Texte fourni:
◇ ◇ ◇ ◇ ◇
L'humanisme classique, et son impasse du 20ème siècle.
Voici un exemple, bref mais
instructif, d'accident historique corrigé. En effet, avant de se réduire à un concept fourre-tout et
flouté dans la seconde partie du 20ème siècle, l’humanisme occidental dit classique avait été un mouvement
culturel développé principalement du milieu du 19ème
jusqu'au milieu du 20ème siècle, sur la base de travaux de philosophes européens du 18ème
et du 19ème siècles, partiellement
étayés par des références à des penseurs gréco-romains antiques, et à des
penseurs de la Renaissance (qui ne se désignaient pas encore eux-mêmes comme
humanistes).
Mais
malgré la qualité de ces sources, ce
mouvement a rapidement révélé des faiblesses, notamment à travers les
oppositions et les positions contradictoires de certains de ses principaux
initiateurs. En 1846,
par exemple, P-J. Proudhon utilisait politiquement le terme humanisme en tant que "doctrine
qui prend pour fin la personne humaine", tout en s’opposant au fait que
certains nouveaux humanistes tendaient à déifier l’espèce humaine,
mais
il se perdait dans des controverses de détail, notamment avec Ludwig Feuerbach
qui
voyait dans l'humanisme une religion de l'avenir, donc plus qu'une simple
doctrine.
Ernest Renan, dans ses Pensées de 1848-1890, confirmait lui aussi sa
"conviction que la
religion de l'avenir sera un pur humanisme". Mais l'humanisme
historique n'a
jamais été une religion, et n'a jamais été structuré pour le devenir.
◇ ◇ ◇ ◇ ◇
Données extraites:
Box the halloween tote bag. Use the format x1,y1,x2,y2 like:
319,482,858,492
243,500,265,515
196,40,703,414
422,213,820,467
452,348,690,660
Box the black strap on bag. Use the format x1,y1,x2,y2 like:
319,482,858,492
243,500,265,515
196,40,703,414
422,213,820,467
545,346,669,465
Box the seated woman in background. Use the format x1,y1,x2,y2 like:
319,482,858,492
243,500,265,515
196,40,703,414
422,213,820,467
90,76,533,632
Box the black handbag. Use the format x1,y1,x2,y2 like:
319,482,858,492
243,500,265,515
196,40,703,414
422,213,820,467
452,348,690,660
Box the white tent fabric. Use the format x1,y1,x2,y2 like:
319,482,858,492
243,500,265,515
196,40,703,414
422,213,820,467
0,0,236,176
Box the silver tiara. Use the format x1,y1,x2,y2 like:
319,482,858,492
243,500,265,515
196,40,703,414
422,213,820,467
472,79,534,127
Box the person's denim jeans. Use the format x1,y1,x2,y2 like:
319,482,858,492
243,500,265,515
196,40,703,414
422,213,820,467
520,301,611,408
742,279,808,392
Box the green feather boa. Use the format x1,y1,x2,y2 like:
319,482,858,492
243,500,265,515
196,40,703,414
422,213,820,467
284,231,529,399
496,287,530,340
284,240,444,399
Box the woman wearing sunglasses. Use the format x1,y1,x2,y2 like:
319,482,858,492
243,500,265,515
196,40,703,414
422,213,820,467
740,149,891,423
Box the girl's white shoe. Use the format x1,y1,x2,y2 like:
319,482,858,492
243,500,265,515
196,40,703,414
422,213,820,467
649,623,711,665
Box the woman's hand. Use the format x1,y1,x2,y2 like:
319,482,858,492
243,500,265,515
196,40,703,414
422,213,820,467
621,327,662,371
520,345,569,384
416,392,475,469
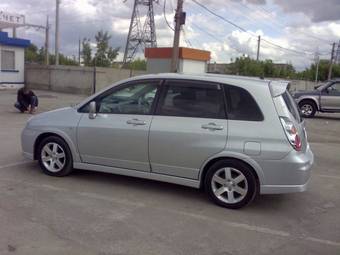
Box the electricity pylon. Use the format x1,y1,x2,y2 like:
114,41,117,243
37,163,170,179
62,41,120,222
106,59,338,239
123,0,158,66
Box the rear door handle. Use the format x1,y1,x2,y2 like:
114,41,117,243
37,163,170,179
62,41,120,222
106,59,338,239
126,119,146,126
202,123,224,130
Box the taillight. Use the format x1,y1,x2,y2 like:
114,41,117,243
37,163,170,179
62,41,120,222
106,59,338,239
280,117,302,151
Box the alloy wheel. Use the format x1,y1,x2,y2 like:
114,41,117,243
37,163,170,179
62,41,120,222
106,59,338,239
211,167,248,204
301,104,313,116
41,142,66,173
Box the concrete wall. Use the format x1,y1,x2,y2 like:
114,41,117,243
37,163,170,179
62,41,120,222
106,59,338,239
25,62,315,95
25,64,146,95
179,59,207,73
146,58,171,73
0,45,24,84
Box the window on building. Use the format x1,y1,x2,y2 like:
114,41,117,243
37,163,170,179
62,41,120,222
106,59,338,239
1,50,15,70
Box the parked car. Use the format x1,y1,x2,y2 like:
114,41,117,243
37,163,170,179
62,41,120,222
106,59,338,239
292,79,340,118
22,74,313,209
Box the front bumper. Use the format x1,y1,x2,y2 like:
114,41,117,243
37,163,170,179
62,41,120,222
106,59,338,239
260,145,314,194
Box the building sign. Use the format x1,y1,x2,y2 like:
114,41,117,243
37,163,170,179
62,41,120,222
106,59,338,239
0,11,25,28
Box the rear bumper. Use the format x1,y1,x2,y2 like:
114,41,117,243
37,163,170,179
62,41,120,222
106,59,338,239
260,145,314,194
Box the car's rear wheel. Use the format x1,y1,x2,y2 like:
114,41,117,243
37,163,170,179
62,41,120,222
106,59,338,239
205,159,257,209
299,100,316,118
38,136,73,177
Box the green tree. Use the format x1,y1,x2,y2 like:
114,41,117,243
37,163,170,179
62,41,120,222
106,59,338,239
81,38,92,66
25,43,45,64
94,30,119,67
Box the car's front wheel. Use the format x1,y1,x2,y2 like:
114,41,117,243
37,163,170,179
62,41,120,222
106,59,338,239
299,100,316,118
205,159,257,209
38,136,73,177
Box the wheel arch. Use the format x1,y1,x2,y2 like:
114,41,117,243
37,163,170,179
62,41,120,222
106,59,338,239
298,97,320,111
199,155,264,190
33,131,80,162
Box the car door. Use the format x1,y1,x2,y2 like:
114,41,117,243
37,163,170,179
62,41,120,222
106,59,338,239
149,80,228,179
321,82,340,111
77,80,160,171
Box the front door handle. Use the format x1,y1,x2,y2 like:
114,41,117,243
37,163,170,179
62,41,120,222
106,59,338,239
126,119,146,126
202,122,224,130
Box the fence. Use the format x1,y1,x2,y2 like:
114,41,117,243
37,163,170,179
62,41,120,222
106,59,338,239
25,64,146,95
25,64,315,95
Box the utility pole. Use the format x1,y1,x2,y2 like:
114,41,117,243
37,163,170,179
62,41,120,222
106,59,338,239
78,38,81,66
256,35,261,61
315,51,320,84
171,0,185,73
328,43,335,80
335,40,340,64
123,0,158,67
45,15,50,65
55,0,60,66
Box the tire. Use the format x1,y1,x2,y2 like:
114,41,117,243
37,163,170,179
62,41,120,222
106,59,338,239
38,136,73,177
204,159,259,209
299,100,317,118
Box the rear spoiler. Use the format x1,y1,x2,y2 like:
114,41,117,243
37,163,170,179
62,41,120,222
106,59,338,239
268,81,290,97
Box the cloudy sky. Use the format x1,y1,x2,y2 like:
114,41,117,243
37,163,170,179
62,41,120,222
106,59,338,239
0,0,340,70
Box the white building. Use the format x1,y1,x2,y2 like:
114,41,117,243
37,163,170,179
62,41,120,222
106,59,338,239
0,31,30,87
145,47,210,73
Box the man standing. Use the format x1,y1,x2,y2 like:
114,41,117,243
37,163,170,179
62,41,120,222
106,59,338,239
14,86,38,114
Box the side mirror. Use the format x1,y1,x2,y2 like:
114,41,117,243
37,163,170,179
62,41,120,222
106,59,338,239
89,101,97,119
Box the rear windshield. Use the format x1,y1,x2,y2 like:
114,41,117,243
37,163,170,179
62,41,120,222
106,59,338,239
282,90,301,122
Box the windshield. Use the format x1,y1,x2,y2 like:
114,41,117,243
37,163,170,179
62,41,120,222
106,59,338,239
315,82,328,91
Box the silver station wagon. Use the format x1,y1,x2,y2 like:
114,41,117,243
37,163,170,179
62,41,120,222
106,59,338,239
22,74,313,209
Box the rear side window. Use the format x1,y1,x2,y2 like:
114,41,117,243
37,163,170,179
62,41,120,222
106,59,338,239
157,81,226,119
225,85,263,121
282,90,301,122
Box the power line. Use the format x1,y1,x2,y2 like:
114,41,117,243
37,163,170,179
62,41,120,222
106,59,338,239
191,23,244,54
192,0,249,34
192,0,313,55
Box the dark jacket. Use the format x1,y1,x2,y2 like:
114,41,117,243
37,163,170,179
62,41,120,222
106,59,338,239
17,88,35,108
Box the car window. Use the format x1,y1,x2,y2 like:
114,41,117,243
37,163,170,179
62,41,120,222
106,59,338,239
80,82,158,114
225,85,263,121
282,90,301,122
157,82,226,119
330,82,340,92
◇ ◇ ◇ ◇ ◇
Objectif A: Dans le texte sur l'humanisme classique, dans quel ouvrage Ernest Renan exprime-t-il sa « conviction que la religion de l'avenir sera un pur humanisme » ?
Objectif B: Rédigez la suite du texte sur l'humanisme classique en reprenant après sa dernière phrase.

Réponse A: Dans ses Pensées de 1848-1890.

Réponse B:
Cela
justifiait notamment que
Karl
Marx, qui opposait la raison naturelle à la religion, ait pu présenter en 1844 et 1845 le communisme comme un humanisme et un
naturalisme, puis comme un humanisme réaliste, puis comme un humanisme
naturaliste (il disait "naturalisé", converti à la nature). Ce qui aurait pu
constituer une contribution précursive intéressante au futur éco-humanisme
du
20ème siècle.
Mais
cela ne s'est pas fait, car pour rester en cohérence avec sa
vision matérialiste, scientifique, et laïque, du communisme, et peut-être
aussi par méconnaissance, Marx n'a pas tenu compte de la dimension
spirituelle, des riches racines anciennes, et des apports orientaux, d'un humanisme
historique plus large et en évolution mondiale. Comme
la plupart des autres philosophes contestataires du 19ème siècle, il s'est
référé surtout à certaines expressions européennes humanistes matérialistes de la Renaissance et du
18ème siècle,
elles-mêmes étant concurrencées par un ésotérisme chrétien peu compatible,
mais prétendant lui aussi au label humaniste, le tout étant sans perspective ni analyse culturelle suffisantes
pour dépasser ces oppositions.
Cette méconnaissance
occidentale restrictive, et ces
contradictions internes, diluaient l'image publique de l'humanisme du 19ème
siècle. Et les apports ultérieurs du personnalisme et de l'existentialisme n'ont pas
atténué, bien au contraire, la dilution de ce qui était revendiqué
ainsi comme humanisme, ni ses ambigüités en matière de religiosité.
Au point qu'au 20ème siècle, le
célèbre écrivain transfuge russe Soljenitsine a critiqué l'humanisme
marxiste qu'il
constatait en Russie et ailleurs, au motif que ce n'était pas assez
ouvert à la spiritualité religieuse (chrétienne en l'occurrence). Une spiritualité humaniste ni
marxiste ni
religieuse, mais néanmoins féconde, lui semblait inconcevable.
Ce qui pouvait se
comprendre selon son référentiel historique, puisque l'approche philosophique du fait humain et de l'Etre humain avait été
déjà biaisée, et contradictoire, au 18ème siècle et pendant la Révolution
française (1789), surtout parmi les encyclopédistes, Voltaire et Beccaria
étant par exemple particulièrement contestés, et accusés d'hypocrisie
utilitariste. Et les apports spirituels asiatiques ne lui paraissaient pas,
à l'époque, assez
compatibles avec sa conception occidentale chrétienne de l'humanisme.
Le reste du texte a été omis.